▶ Task statement
Please reproduce, exactly and in full, the lines running from the one that contains "of the flowstone" to the end of the entries.

▶ Source records
****************

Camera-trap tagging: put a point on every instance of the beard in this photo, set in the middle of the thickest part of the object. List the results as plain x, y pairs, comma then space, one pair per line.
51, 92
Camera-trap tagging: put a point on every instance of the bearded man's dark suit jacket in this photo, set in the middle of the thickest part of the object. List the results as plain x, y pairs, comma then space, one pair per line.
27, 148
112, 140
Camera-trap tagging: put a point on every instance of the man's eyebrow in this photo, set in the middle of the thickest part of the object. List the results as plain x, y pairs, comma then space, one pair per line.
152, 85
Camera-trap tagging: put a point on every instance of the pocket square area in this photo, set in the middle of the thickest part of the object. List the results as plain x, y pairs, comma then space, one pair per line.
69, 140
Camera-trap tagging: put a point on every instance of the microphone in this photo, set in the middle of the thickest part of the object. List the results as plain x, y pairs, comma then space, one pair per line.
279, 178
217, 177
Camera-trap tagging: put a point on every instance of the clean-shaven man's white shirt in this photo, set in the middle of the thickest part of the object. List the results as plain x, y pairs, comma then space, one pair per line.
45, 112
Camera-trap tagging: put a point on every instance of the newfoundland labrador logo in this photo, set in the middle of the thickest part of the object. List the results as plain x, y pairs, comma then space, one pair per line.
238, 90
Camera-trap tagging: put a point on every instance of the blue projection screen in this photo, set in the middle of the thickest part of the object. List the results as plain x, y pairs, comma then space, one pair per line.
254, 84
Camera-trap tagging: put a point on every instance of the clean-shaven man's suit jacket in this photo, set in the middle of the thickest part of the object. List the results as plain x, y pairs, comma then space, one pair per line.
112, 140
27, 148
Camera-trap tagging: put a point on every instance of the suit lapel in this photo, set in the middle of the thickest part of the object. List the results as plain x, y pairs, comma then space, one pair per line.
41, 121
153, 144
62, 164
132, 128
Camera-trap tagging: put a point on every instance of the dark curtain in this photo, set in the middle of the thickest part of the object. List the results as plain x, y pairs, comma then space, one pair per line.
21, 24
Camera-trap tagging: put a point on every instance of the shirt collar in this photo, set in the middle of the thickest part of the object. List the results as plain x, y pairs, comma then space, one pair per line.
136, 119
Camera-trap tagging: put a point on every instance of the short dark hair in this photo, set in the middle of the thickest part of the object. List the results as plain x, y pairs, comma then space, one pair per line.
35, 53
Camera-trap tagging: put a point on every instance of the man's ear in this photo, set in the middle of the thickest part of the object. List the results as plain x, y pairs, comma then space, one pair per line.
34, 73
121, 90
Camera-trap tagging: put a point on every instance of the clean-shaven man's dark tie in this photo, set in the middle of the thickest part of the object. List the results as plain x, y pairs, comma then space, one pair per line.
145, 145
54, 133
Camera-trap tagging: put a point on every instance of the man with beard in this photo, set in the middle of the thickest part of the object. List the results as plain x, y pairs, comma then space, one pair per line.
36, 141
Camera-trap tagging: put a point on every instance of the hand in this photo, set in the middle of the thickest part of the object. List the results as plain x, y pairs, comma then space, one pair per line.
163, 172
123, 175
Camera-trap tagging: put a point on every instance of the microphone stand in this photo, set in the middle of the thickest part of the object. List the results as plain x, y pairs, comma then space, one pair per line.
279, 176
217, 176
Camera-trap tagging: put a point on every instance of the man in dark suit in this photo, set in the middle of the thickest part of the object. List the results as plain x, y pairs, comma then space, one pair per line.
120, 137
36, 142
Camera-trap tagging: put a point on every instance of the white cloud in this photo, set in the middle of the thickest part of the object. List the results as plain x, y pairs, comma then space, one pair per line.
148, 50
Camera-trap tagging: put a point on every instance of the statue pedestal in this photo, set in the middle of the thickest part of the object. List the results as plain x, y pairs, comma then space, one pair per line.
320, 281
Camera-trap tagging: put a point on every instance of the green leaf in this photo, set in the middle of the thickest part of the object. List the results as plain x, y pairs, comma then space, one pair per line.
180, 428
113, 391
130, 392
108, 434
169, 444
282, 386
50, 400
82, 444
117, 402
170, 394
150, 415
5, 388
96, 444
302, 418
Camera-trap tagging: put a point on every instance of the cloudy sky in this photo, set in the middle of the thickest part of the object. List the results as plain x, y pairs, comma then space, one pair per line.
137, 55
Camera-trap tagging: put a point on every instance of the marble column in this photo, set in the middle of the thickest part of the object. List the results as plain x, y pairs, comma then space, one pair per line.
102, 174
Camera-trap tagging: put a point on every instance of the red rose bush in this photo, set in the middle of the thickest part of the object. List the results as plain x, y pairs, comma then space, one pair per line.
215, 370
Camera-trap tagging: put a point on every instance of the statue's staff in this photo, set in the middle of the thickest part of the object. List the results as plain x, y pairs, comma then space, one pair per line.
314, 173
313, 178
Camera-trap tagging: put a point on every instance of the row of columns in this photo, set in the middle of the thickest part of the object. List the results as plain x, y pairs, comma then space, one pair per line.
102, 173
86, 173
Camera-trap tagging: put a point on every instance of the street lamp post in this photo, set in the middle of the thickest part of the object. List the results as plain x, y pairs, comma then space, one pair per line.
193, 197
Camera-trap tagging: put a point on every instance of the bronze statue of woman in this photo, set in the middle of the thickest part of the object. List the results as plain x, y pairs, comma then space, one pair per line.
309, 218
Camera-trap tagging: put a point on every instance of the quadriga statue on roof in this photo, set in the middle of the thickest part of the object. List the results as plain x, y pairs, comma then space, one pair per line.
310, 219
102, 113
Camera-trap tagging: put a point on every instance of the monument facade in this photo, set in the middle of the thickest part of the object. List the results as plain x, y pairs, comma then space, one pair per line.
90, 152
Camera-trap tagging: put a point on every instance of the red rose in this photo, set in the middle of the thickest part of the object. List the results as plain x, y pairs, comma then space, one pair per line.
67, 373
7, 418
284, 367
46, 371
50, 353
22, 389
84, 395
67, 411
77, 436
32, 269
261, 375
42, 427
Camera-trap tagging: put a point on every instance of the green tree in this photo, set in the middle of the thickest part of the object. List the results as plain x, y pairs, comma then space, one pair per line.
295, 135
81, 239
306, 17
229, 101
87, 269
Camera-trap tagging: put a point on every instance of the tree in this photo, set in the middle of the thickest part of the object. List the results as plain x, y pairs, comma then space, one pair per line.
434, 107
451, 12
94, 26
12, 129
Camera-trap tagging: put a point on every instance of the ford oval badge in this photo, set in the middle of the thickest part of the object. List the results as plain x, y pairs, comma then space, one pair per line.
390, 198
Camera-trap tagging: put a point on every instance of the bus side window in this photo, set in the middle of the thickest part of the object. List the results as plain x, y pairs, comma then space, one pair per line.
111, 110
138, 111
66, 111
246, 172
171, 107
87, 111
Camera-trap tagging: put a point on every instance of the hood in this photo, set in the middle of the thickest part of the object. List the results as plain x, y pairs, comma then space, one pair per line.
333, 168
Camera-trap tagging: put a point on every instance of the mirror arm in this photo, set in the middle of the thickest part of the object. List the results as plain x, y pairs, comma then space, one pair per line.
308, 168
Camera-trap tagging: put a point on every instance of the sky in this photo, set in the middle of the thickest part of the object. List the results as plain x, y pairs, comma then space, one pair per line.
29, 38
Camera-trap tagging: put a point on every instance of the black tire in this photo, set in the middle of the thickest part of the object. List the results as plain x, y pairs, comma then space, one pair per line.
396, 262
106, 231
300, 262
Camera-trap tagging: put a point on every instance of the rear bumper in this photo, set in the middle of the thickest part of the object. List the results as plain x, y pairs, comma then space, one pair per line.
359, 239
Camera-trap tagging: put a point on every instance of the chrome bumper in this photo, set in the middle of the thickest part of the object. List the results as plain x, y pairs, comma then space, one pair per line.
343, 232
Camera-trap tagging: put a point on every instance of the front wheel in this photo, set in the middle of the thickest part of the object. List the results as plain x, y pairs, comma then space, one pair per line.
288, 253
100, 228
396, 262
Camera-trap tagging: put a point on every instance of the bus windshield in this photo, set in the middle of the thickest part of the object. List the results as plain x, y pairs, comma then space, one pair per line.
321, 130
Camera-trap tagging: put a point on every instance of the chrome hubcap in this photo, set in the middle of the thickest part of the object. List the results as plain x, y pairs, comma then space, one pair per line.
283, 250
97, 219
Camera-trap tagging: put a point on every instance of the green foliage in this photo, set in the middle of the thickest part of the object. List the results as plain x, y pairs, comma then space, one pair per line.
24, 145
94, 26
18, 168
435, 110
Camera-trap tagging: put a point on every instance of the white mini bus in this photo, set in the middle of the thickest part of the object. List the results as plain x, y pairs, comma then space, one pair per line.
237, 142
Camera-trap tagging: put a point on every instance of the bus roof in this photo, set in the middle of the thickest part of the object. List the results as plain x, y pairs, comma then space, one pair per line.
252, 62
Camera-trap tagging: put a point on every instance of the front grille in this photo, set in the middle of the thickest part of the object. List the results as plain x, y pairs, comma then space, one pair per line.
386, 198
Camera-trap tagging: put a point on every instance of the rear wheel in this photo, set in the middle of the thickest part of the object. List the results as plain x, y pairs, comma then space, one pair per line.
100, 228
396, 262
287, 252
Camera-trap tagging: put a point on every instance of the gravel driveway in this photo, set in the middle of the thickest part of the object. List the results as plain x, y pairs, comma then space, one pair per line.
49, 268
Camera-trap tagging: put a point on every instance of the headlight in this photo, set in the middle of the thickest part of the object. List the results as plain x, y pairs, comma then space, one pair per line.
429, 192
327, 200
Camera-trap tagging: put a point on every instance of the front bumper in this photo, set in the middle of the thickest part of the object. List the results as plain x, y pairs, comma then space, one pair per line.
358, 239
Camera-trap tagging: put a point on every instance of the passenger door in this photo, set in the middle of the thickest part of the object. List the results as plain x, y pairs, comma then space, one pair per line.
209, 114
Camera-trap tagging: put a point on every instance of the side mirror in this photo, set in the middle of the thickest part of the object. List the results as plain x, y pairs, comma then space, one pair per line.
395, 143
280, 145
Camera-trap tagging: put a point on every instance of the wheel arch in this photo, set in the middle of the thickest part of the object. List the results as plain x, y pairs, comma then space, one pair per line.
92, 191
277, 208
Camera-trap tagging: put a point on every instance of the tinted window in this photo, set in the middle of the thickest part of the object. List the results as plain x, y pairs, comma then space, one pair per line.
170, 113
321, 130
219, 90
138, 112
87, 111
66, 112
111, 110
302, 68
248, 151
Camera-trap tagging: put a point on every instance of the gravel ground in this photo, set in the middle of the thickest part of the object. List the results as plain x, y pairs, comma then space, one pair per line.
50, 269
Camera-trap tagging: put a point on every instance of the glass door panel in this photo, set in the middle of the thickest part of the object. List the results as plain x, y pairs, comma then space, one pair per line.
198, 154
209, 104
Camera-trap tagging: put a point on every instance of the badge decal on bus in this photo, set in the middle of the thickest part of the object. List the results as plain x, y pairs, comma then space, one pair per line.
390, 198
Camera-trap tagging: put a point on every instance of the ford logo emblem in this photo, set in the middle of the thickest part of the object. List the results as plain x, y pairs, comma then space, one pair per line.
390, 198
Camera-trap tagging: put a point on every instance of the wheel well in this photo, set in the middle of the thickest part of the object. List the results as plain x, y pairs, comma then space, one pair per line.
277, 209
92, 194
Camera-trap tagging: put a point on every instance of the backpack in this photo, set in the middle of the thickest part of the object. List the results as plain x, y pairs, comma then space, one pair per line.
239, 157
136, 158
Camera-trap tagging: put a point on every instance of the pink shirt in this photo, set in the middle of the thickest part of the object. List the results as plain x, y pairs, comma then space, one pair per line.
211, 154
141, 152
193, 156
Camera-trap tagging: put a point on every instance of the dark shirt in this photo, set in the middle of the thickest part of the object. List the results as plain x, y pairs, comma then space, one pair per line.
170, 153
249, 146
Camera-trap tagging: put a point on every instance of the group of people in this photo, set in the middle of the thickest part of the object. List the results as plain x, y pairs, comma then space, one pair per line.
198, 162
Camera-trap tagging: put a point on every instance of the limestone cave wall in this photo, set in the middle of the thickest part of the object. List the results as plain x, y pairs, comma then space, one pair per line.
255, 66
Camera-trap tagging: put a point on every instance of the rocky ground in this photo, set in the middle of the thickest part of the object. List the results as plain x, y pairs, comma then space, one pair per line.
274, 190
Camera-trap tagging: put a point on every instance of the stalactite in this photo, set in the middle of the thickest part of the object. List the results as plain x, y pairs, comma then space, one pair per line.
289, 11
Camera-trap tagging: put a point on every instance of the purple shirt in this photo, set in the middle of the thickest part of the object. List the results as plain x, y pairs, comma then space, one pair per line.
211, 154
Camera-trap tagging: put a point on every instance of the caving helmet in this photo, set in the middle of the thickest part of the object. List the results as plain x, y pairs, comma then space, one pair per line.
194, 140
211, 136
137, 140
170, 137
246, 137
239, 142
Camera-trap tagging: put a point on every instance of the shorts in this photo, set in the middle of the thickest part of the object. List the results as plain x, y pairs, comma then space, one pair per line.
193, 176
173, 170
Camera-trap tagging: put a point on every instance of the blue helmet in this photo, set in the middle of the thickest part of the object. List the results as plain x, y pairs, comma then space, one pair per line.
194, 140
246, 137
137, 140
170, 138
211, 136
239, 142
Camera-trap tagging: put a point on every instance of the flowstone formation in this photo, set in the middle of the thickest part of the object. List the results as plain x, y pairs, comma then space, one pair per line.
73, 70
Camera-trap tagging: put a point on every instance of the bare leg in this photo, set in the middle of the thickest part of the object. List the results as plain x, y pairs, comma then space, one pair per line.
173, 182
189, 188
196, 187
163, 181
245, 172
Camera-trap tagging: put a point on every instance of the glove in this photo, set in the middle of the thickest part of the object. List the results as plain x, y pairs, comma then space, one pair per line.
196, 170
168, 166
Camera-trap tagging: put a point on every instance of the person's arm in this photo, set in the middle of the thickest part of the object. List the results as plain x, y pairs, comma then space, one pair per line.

****************

▶ Reply
Camera-trap tagging: put a point on every instance of the flowstone formation in this photo, set in the middle of the thickest part of the object. List the results as plain x, y pairs, comma then space, one pair per line.
73, 70
Camera-trap tagging: put a point on every instance of the bare leg in this photo, set in the middle of the thickest part of the object. List the results as plain x, y pairs, comma then space, one pair per line.
173, 182
189, 188
196, 187
163, 181
245, 172
Camera-trap tagging: put a point on every instance of the glove in this photo, set in the middle of the thickest part of the object. List the results as plain x, y pairs, comma then space, one pair per line.
196, 170
168, 166
Camera-trap tagging: put a point on every instance of the person's arm in this photo, set in the middle of the thickest part of the object. List the results as plain x, y pairs, comma then space, one pair per line.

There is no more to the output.